= Work to do =
In the listing below, count the lines that contain the word "woman" and give only that number.

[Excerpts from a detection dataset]
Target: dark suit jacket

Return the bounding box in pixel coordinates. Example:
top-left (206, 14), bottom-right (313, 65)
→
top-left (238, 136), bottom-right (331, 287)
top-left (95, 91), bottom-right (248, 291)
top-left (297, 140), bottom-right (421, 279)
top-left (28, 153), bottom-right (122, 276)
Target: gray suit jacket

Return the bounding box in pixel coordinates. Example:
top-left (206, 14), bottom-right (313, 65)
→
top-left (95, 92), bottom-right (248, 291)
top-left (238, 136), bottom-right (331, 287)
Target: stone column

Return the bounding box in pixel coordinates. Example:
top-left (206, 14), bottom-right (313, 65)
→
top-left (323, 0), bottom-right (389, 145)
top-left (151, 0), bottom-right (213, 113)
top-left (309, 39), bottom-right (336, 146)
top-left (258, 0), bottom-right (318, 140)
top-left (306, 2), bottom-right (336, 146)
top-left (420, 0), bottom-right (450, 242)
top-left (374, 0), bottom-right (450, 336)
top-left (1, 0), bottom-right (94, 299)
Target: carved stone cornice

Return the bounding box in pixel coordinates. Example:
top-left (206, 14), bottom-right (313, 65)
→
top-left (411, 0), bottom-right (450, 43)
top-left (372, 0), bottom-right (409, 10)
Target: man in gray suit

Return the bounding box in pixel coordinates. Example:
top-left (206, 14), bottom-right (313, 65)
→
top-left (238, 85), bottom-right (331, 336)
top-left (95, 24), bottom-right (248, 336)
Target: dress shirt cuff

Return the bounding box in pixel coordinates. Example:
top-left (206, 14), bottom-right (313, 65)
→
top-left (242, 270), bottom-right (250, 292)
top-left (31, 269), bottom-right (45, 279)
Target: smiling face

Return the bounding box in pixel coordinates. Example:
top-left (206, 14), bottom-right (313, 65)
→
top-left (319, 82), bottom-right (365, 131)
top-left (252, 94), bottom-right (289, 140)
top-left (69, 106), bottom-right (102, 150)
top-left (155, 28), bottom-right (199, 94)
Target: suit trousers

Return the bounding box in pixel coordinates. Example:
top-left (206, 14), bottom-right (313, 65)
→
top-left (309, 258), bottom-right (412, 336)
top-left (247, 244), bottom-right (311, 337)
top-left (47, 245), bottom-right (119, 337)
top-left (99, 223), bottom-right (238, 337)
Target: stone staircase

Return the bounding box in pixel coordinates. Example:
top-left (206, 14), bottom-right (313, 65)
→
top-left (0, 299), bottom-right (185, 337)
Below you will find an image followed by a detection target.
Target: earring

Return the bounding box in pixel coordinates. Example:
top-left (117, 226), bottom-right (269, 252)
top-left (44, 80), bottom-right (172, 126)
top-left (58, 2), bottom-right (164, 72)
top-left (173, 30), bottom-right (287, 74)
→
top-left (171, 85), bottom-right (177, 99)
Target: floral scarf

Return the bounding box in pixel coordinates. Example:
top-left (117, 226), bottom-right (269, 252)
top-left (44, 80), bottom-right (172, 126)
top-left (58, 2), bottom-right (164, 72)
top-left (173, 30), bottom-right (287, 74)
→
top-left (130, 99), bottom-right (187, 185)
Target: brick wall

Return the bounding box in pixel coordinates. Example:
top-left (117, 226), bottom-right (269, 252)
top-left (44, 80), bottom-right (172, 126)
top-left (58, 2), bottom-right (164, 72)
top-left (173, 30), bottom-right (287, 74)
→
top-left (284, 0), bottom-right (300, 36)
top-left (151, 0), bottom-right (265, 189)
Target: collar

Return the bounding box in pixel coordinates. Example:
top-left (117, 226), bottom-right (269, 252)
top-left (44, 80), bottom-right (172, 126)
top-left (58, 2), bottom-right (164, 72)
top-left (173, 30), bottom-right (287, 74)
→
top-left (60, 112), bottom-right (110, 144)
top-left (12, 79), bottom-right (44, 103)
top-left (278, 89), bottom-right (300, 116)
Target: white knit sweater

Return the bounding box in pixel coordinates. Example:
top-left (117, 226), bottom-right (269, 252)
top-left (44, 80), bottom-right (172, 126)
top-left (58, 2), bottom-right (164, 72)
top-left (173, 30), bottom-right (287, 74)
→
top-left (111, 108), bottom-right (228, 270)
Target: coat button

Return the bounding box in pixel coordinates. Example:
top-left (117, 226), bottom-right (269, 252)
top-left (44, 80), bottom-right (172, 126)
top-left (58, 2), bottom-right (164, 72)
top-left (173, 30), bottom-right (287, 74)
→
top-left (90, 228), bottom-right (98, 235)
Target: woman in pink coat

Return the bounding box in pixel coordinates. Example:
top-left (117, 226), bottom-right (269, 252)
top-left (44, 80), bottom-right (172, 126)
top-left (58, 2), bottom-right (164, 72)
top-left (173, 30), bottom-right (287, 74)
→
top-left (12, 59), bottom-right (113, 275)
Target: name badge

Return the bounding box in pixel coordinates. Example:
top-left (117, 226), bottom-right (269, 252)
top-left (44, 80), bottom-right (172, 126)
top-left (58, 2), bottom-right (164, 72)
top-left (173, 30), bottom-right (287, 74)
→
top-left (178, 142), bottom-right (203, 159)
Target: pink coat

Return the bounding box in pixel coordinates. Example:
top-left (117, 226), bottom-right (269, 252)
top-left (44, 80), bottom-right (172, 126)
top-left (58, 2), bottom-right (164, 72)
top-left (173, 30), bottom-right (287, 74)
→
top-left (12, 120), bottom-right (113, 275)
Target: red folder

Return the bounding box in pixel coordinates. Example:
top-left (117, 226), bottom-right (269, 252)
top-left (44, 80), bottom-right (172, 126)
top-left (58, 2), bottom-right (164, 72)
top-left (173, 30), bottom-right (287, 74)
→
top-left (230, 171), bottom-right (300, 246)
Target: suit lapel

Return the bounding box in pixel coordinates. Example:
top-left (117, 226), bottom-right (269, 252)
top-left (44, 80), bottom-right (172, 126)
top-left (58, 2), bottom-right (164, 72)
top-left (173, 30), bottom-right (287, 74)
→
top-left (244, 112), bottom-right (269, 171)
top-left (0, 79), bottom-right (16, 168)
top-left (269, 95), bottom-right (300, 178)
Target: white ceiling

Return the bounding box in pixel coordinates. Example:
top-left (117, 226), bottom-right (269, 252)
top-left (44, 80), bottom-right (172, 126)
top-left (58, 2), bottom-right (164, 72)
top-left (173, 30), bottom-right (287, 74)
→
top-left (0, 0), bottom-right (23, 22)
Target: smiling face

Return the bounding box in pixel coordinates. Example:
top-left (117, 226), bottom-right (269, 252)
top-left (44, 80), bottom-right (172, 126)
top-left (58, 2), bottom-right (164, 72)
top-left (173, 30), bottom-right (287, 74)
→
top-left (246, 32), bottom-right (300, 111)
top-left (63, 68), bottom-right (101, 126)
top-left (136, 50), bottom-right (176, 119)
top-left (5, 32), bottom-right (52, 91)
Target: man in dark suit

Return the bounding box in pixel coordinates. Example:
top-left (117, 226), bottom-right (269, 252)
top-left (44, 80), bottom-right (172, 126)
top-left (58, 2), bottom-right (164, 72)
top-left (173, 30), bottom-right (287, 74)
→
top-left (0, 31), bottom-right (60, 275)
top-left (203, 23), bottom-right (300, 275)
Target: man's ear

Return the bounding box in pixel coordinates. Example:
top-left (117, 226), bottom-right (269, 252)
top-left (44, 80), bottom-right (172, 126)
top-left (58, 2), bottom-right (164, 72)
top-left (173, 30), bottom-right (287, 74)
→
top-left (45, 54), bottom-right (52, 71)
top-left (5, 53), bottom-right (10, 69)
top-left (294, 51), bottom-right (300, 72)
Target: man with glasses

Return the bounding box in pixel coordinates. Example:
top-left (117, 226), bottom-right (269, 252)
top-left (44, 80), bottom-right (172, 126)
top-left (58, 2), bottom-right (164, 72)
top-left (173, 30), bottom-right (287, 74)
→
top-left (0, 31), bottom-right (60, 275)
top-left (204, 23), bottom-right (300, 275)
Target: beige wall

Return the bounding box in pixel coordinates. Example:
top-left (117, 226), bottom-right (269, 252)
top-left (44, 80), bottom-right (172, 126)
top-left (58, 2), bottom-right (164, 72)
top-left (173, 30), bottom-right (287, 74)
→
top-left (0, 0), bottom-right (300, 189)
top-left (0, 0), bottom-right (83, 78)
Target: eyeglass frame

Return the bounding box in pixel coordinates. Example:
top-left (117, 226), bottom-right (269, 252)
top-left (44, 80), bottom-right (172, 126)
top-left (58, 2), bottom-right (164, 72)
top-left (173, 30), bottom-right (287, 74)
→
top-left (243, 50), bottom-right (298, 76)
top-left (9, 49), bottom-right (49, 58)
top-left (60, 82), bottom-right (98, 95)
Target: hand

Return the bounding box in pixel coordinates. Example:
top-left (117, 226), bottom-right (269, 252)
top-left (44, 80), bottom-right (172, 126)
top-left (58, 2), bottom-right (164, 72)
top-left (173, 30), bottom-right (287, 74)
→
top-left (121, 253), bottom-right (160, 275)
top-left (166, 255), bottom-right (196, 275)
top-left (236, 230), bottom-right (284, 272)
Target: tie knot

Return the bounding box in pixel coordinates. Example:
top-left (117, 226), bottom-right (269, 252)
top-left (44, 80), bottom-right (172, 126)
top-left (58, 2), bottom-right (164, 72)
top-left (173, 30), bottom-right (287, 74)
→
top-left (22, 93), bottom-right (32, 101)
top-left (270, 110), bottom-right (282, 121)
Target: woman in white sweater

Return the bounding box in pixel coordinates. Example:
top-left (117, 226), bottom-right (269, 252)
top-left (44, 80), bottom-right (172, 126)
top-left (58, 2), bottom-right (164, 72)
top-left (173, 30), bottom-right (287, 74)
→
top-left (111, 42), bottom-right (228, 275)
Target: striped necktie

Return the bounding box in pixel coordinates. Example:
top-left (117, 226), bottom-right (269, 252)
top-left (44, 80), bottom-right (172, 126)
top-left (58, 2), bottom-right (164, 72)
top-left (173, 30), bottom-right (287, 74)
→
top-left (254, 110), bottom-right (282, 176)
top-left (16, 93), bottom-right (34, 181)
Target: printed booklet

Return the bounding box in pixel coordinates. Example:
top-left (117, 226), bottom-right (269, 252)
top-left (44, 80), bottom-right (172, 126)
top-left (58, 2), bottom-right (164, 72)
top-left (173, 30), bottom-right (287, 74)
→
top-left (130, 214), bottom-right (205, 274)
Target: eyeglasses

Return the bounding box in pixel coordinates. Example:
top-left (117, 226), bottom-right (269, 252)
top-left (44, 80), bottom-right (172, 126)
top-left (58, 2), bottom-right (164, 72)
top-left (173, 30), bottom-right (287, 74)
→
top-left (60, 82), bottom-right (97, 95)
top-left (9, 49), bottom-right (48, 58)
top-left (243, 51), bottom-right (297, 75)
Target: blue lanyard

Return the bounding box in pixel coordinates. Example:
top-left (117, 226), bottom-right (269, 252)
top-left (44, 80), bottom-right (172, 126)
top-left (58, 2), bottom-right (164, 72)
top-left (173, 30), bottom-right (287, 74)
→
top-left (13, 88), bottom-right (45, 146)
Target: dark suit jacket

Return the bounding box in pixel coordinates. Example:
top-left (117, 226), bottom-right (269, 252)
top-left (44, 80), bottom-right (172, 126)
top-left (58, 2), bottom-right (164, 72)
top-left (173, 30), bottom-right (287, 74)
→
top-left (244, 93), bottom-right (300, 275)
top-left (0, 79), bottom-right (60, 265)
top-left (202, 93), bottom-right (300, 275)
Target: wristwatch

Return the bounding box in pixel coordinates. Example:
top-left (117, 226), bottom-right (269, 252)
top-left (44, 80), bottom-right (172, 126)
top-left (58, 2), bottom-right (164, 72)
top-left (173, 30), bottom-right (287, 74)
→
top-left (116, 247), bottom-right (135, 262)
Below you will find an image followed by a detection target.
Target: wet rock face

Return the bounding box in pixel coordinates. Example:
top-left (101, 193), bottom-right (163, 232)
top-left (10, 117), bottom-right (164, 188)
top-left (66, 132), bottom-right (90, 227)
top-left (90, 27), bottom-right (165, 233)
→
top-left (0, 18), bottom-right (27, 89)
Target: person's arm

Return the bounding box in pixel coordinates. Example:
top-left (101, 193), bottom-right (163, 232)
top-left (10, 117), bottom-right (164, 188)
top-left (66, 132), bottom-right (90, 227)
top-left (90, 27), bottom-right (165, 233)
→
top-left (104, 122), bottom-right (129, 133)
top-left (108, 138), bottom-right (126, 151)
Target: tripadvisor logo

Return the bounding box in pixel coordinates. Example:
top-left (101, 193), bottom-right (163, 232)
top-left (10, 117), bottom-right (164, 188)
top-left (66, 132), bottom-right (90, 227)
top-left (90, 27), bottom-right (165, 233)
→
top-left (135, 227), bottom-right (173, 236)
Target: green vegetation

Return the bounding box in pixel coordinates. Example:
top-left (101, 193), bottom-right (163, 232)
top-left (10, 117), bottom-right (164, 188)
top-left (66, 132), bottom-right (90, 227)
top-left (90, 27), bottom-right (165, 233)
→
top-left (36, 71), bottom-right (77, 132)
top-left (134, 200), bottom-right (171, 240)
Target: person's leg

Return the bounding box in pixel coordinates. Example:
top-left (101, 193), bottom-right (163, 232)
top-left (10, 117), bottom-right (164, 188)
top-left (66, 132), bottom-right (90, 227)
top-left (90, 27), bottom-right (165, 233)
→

= Answer to the task =
2